▶ Work request
Please reproduce the part of the news report on Iran and the Munich security conference starting at "TEHRAN (FNA)- Iran" and ending at "here in Tehran.".

#### Selected extract

TEHRAN (FNA)- Iran and the US are not scheduled to attend bilateral talks on the sidelines of a security conference due to be held in Munich, Germany on Feb. 6-8, Iranian foreign ministry spokesman said on Wednesday.
“As some sources in the Iranian parliament have noted, no Iran-US negotiations have been scheduled for the Munich conference,” Hassan Qashqavi told reporters in his weekly news conference here in Tehran.
Iranian Parliament Speaker Ali Larijani and US Vice President Joe Biden are due to attend the conference which is the 45th Munich Conference on Security Policy.
The United States and Iran broke diplomatic relations in April 1980, after Iranian students seized the United States’ espionage center at its embassy in Tehran. The two countries have had tense relations ever since.
Despite the rules enshrined in the Non-Proliferation Treaty (NPT) entitling every member state, including Iran, to the right of uranium enrichment, Washington and its Western allies have imposed three rounds of UN Security Council sanctions on Iran for turning down West’s calls to give up its right of uranium enrichment.
Qashqavi stressed that the sanctions have had no impact on Iran, and said, “The annual statistical figures show that our economic cooperation has increased even with the West.”
“These sanctions have had no impact because of Iran’s lucrative market and the attraction of cooperation with the state or private firms of the Islamic Republic of Iran,” he added.
The Iranian spokesman declined to comment on media reports that Iran received some signals from the group 5+1 for unconditional talks.
“…Our way like Japan is based on 3 grounds, first, we are an IAEA (International Atomic Energy Agency) member and have accepted the NPT (Non Proliferation Treaty), second, we tend to be a committed member of the NPT and have had no diversion towards non peaceful activities and have said many times that non peaceful activities have no place in our defense doctrine and the third is that we have shown cooperation to resolve the concerns,” he reiterated.
Saying Japan struggled 30 years to prove that its nuclear activities are peaceful, he criticized West’s double-standard policies on Iran’s peaceful nuclear program.

########
#### Information supplied

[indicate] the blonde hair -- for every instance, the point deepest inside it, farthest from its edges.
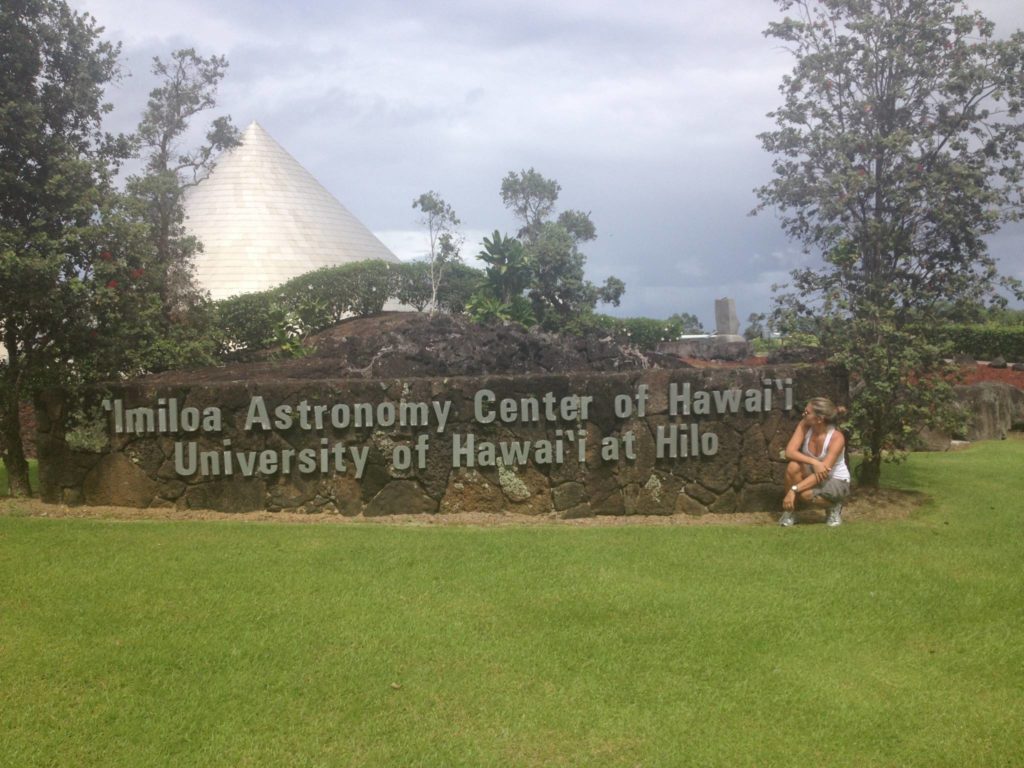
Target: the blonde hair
(826, 410)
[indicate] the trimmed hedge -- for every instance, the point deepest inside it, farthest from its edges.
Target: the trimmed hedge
(987, 341)
(317, 300)
(644, 333)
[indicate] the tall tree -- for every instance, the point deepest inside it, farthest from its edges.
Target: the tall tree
(442, 237)
(188, 87)
(898, 148)
(55, 166)
(558, 290)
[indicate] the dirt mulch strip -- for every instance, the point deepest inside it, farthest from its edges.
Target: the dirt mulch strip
(864, 506)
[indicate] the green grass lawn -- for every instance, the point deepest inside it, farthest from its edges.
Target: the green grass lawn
(897, 643)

########

▶ Solution for this exercise
TEHRAN (FNA)- Iran and the US are not scheduled to attend bilateral talks on the sidelines of a security conference due to be held in Munich, Germany on Feb. 6-8, Iranian foreign ministry spokesman said on Wednesday.
“As some sources in the Iranian parliament have noted, no Iran-US negotiations have been scheduled for the Munich conference,” Hassan Qashqavi told reporters in his weekly news conference here in Tehran.